### [WHAT IS EXPECTED]
Reproduce the following material word for word, keeping every line unchanged and in the same order.
────────────────────────────────────────
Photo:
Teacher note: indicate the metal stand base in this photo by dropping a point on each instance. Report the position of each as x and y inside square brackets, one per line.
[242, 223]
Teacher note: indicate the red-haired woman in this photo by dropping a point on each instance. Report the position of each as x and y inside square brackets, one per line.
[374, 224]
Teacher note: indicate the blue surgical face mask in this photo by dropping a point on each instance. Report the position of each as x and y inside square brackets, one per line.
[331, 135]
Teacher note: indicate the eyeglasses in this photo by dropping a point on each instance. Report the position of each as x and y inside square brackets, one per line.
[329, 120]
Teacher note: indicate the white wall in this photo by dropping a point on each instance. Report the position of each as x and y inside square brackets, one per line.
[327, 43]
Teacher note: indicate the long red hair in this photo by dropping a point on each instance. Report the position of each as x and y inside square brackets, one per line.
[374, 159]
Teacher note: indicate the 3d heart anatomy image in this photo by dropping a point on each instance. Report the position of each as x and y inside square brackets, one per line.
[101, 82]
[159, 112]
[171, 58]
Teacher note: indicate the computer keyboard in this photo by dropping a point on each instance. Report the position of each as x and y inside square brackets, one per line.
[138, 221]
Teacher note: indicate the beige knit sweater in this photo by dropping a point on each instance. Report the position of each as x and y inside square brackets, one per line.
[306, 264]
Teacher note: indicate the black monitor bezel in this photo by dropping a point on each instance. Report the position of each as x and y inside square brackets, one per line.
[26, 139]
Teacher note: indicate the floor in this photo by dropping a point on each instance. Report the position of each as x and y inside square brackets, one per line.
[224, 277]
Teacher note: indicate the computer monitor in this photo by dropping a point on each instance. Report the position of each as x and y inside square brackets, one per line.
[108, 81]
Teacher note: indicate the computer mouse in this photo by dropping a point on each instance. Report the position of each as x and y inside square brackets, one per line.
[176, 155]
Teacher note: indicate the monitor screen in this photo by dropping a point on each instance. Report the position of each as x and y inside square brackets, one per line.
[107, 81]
────────────────────────────────────────
### [RESPONSE TO THIS EXERCISE]
Photo:
Teacher note: indicate the metal stand base in this photo by dropping a point on each instance. Report the position of each as x and y inside square brackets, one per line.
[242, 223]
Teacher note: indicate the red-haired woman in this photo by dropping a point on each instance. Report the position of each as x and y inside square brackets, one per line.
[374, 224]
Teacher note: indicate the blue surgical face mask in this photo by dropping a point on each instance. Report the position of each as x and y inside square brackets, one per line.
[331, 135]
Teacher note: indicate the eyeglasses in this photo by dropping a point on each instance. Report the position of each as x and y inside square brackets, one per line.
[329, 120]
Teacher note: indicate the white wall in this photo by dropping a point on each instance. Report the position of each as x and y inside square brackets, one per line.
[327, 43]
Teacher note: indicate the long red hair in this photo by dropping a point on each instance. Report the position of each as x and y inside square brackets, one per line.
[374, 159]
Teacher note: indicate the 3d heart anatomy image in this photo by dropping a point on each instance. Report the position of each as x and y inside square brackets, one per line.
[101, 82]
[159, 112]
[171, 58]
Teacher note: indicate the computer keyboard in this photo by dropping a point on each instance. Report the position of each as x and y inside square brackets, one per line.
[138, 221]
Teacher note: indicate the beige knit sweater in this photo by dropping a point on each instance. Report the position of each as x and y inside square brackets, one per line.
[306, 264]
Teacher note: indicate the black monitor bezel in this photo by dropping a point on each instance. Report the position of each as x and y inside square brackets, one per line.
[26, 139]
Teacher note: indicate the floor in this photo by dropping a point on each instance. Report the position of each as x and y inside square brackets, one per line.
[224, 277]
Teacher note: indicate the computer monitor in this photo by dropping a point on each instance. Report the position of each as x and y inside square brackets, one per line.
[108, 81]
Teacher note: indicate the computer mouse in this photo by dropping a point on each instance. Report the position of each as x and y inside square brackets, one per line.
[176, 155]
Teacher note: indicate the monitor screen in this photo by dropping a point on each instance. Report the position of each as x and y inside square brackets, one per line.
[107, 81]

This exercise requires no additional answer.